§ GOAL OF THE EXERCISE
Answer these questions from the text on assembly code functions:
1. What does the first example use to store and pass the integers?
2. What does the program print when executed?
3. What does the text recommend starting with when writing the add function in Sparc assembly language?

§ QUOTED TEXT
= = = =
We will go through two examples of assembly code functions. Both functions add up some integers, the number of which will only be known at runtime. The first example uses an array for storing and passing those integers. It demonstrates the basics of argument passing in registers. The more challenging second function accepts a variable number of arguments and requires deeper understanding of stack frames.

Passing an array of dynamic size

Let us start with a function that takes an array of integers together with its length and calculates the sum of all the elements. In C this would look like this:

int add (int n, int a [])
{
  int r = 0;
  while (n-- > 0)
    r += a [n];
  return r;
}

Compiled separately, this procedure could then be called as follows:

# include <stdio.h>

extern int add (int n, int a []);

# define DIM(a) (sizeof a / sizeof a[0])

static int a [] = { 1, 2, 3, 4, 5 };
static int b [] = { 1, 2, 3, 4, 5, 6, 7, 8, 9, 10 };

int main (void)
{
  printf ("%d %d\n", add (DIM (a), a), add (DIM (b), b));
  return 0;
}

When executed, the program will print print:

15 55

In order to write the code for the add function in Sparc assembly language I recommend starting with extensive comments. (Comments, for example, could include a conceptually equivalent fragment of C code.)
= = = =
Saved entries
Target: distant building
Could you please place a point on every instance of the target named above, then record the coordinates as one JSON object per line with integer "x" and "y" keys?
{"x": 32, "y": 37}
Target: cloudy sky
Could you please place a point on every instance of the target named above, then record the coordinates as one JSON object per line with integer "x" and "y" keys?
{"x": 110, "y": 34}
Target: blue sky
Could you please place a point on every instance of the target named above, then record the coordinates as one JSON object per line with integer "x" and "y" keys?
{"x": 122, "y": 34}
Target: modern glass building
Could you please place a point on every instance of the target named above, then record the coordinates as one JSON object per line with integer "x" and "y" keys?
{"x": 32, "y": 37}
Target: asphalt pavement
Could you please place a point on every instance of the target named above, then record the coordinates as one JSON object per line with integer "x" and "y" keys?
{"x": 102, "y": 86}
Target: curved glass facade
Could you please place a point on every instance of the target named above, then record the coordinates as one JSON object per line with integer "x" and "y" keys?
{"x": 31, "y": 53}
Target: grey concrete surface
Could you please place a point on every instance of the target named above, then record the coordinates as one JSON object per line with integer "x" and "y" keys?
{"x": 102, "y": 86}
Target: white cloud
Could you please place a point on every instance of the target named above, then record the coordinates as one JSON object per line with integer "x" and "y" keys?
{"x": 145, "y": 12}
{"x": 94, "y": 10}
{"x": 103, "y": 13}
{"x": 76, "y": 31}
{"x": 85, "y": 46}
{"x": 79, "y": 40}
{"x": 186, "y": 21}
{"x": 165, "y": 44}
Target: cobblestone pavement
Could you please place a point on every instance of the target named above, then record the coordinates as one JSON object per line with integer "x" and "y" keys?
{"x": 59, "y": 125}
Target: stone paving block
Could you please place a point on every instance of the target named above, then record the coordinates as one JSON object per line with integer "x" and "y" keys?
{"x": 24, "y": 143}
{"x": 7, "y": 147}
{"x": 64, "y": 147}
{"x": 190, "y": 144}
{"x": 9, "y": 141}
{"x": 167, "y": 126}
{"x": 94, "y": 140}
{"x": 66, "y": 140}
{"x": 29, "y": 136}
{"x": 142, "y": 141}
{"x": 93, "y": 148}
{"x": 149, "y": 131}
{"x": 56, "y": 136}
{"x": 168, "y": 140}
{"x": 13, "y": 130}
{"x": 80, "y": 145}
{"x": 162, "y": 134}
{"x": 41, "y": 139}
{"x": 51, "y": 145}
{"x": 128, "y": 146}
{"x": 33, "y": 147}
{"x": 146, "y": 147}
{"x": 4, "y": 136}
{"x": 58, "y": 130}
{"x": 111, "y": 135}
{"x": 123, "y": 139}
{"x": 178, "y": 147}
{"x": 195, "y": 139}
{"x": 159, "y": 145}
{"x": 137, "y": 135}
= = = =
§ PROBLEM SOLUTION
1. An array.
2. 15 55
3. Extensive comments.